Task goal: Rewrite every line of the items, requests included, starting with the line containing "shaped like [1212,839]." and going on through the end of the items. Add -114 to each number in the answer coordinates, and leave the numbers in the requests and their sample pairs unchanged.

Materials provided:
--- Begin ---
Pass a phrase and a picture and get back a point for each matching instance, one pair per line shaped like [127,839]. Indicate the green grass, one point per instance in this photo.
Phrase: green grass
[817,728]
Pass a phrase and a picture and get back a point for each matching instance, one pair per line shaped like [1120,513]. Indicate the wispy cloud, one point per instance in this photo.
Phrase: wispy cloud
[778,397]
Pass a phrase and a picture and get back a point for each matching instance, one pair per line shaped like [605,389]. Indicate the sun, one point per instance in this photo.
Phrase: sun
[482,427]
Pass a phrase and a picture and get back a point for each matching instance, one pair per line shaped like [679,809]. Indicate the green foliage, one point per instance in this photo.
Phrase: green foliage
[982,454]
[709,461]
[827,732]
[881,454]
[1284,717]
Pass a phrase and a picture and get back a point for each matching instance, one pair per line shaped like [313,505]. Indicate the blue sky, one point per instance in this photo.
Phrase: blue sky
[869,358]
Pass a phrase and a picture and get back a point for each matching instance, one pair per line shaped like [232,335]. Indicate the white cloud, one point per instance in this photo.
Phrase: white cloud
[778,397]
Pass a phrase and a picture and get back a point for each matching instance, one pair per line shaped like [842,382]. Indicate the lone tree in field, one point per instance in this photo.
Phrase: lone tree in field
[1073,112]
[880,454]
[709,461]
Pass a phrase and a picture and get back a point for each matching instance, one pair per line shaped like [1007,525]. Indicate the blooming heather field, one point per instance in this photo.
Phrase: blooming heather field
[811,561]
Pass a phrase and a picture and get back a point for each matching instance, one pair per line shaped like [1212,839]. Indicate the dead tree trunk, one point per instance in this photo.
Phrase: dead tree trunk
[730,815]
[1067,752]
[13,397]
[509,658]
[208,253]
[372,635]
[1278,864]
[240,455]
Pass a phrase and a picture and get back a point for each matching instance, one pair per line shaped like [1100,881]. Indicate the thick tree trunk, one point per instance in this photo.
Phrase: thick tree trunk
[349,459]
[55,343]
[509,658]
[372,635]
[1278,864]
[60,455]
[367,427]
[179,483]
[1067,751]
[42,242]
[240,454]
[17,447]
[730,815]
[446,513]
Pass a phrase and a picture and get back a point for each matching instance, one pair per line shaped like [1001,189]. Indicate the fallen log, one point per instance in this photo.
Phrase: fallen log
--- End ---
Solution:
Pass a phrase and a picture and get back a point for each matching instance, one pair per line shaped like [1212,839]. Indicate the dead tree trunk, one point per instance in this photo.
Phrase: dead tree trunk
[616,701]
[953,638]
[-101,283]
[395,544]
[94,139]
[258,521]
[1164,750]
[126,341]
Pass a phrase and a picture and get back a point for each matching instance, one pair per line shaped like [1100,881]. Indicate the thick tree trunk, one point per instance in this photo.
Phrase: thick tree trunk
[235,345]
[-59,229]
[395,544]
[258,521]
[1164,750]
[-54,341]
[253,313]
[65,369]
[953,637]
[-72,128]
[126,340]
[-97,333]
[616,701]
[332,399]
Pass a phrase and a picture and get back a point for each matching instance, one pair per line shaped like [1001,189]. Indicate the fallen log, one point per instance in this photo.
Phrase: fallen log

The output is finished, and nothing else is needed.